(Stored records)
::::
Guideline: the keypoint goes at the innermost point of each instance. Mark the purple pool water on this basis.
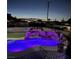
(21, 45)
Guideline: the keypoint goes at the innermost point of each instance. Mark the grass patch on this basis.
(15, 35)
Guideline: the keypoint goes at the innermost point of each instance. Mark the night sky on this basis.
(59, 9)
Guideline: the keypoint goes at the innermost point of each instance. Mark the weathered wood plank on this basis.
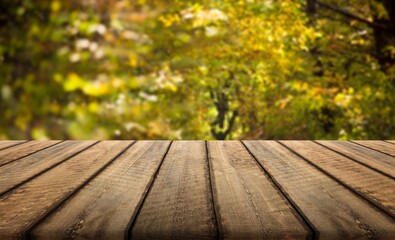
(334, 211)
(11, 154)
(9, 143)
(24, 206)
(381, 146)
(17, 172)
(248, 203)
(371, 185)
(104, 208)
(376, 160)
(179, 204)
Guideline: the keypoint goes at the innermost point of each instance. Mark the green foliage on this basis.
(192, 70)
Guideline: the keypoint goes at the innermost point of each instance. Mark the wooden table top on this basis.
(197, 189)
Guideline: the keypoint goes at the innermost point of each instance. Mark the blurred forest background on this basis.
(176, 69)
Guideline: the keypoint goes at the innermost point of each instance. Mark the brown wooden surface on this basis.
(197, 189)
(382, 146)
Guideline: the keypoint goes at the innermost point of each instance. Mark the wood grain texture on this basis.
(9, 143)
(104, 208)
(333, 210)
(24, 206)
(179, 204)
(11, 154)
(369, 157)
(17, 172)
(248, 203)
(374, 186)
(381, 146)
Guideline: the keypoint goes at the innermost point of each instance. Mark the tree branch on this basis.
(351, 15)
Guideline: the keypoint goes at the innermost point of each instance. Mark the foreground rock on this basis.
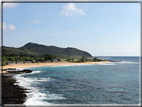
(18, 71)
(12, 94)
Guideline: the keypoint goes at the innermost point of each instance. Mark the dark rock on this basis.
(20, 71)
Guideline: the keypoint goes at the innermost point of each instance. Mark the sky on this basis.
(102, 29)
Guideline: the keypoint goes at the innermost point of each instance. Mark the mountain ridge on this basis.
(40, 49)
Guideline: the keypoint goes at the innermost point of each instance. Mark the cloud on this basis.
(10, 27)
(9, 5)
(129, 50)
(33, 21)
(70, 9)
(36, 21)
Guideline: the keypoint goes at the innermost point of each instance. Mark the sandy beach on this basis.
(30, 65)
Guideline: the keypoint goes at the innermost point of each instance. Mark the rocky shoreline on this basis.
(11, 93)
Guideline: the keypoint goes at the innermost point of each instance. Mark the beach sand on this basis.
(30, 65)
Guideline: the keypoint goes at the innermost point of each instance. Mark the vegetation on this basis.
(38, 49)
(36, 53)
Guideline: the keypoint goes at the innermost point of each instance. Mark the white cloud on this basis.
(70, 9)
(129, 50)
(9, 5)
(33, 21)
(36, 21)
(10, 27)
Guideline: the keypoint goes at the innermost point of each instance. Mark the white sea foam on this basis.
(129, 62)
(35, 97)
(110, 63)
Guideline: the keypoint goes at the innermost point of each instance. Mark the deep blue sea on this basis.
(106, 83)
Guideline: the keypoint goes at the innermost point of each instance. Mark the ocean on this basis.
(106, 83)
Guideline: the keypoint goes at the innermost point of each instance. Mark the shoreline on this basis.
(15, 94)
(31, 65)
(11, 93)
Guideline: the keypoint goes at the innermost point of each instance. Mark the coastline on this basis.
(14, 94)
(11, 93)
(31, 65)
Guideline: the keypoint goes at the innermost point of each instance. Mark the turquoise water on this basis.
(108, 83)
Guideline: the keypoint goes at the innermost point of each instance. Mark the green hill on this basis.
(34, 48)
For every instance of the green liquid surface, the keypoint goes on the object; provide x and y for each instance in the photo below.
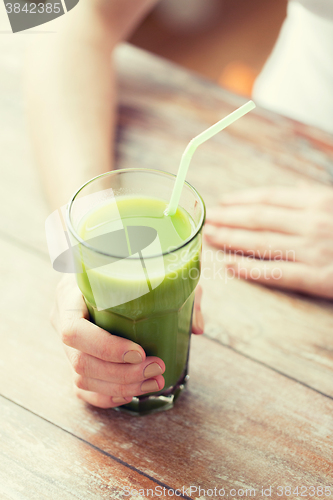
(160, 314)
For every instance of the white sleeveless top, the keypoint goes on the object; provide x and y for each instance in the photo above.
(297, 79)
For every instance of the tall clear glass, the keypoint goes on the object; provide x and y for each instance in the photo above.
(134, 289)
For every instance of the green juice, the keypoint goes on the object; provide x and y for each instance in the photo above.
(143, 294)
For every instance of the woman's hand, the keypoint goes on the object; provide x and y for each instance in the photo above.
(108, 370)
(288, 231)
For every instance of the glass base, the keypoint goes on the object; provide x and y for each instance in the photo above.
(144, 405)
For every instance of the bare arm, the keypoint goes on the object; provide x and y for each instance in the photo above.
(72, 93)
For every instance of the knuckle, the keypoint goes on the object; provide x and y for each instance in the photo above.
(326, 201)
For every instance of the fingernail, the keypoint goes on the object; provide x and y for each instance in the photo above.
::::
DIRECTIONS:
Exact copy, no pictures: please print every record above as written.

FINAL ANSWER:
Guideline: the keypoint goes at the innermost point of each instance. Mark the purple pool water on this basis.
(21, 45)
Guideline: the keypoint goes at the innermost point of each instance. Mark the grass patch on this basis.
(15, 35)
Guideline: the keypoint goes at the innermost point of each instance. Mark the night sky on this basis.
(59, 9)
Guideline: the keypoint goes at the innermost point of each instance. Mark the weathered wood plank on this basis.
(334, 211)
(11, 154)
(9, 143)
(24, 206)
(381, 146)
(17, 172)
(248, 203)
(371, 185)
(104, 208)
(376, 160)
(179, 204)
Guideline: the keypoint goes at the innermost point of each instance. Mark the green foliage on this basis.
(192, 70)
Guideline: the keypoint goes at the innermost point of each instance. Mark the wooden table top on this basis.
(197, 189)
Guideline: the keypoint goes at the innermost point of each instance. Mark the blurred forest background on this basis.
(176, 69)
Guideline: the keypoint goes at the innermost point of each instance. Mark the brown wooden surface on this basis.
(197, 189)
(382, 146)
Guideline: the keypoint goes at the innermost point of each instance. Mark the wood grain texture on this basis.
(9, 143)
(104, 208)
(333, 210)
(24, 206)
(179, 204)
(11, 154)
(369, 157)
(17, 172)
(248, 203)
(374, 186)
(381, 146)
Guideline: the keypoint goes at the innermost point of each instance. Mark the tree branch on this basis.
(351, 15)
Guideline: the keypoint goes at the innermost point of each instance. Mark the foreground rock on this basis.
(18, 71)
(12, 94)
Guideline: the keypoint goes at the innermost point of each instance. Mark the dark rock on this basis.
(20, 71)
Guideline: the keypoint goes at the innermost point of each instance. Mark the sky on this basis.
(102, 29)
Guideline: the keypoint goes at the innermost point of each instance. Mark the mountain ridge on this basis.
(40, 49)
Guideline: the keypoint goes at the innermost point of each instance. Mark the cloud on this basis.
(10, 27)
(9, 5)
(129, 50)
(33, 21)
(70, 9)
(36, 21)
Guideline: the keypoint goes at the innermost point of each instance. Mark the sandy beach on this basis.
(30, 65)
Guideline: the keypoint goes at the innermost point of each instance. Mark the rocky shoreline on this basis.
(11, 93)
Guideline: the keypoint goes at the innermost point of each instance. Mark the beach sand on this basis.
(30, 65)
Guideline: the keypoint goes at the innermost point of each instance. Mark the vegetation on this basis.
(38, 49)
(36, 53)
Guideline: the keypoint goes at the innermost point of each instance. Mark the white cloud on this basis.
(70, 9)
(129, 50)
(9, 5)
(33, 21)
(36, 21)
(10, 27)
Guideline: the keypoint goes at the innermost point of each instance. Mark the white sea foam on this basis.
(129, 62)
(35, 97)
(110, 63)
Guideline: the keypoint goes at the innermost point of each instance. Mark the deep blue sea on this basis.
(106, 83)
Guideline: the keypoint goes at the innermost point of each instance. Mark the ocean on this basis.
(106, 83)
Guideline: the keypoint goes at the innermost point of each instance. Mark the shoreline on this basis.
(15, 94)
(31, 65)
(11, 93)
Guideline: the keypoint goes at the innermost point of each instance. Mark the coastline on this basis.
(14, 94)
(11, 93)
(31, 65)
Guideline: the keypoint goes at the innermost point of each instance. Mark the turquoise water on this basis.
(108, 83)
Guideline: the keypoint goes at the innermost point of each instance. Mark the green hill on this basis.
(34, 48)
For every instance of the green liquid surface, the keypoint goes on the object; provide x and y for each instance in the photo below.
(160, 314)
For every instance of the white sleeveless top, the keypoint goes on the object; provide x and y for each instance in the photo above.
(297, 79)
For every instance of the tall clear glass, the keypoint goes on the object; provide x and y for each instance in the photo above.
(134, 289)
For every instance of the green juice, the keypoint goes on the object; provide x and y for each instance in the photo above.
(143, 294)
For every instance of the woman's hand, the keypoint goes on the object; provide x and y for each instance in the photo above.
(108, 370)
(288, 231)
For every instance of the glass base, the keypoint goes on the object; provide x and y for each instance in the photo above.
(144, 405)
For every instance of the bare arm, the keypoint goes on the object; provide x and y for each instance in the photo above.
(72, 93)
For every instance of the knuckle, the keypoint goes on the object; provide x and y for each instance in the photo above.
(326, 201)
For every instance of the fingernail, the keypoint goes on the object; provide x and y for each instance in the photo above.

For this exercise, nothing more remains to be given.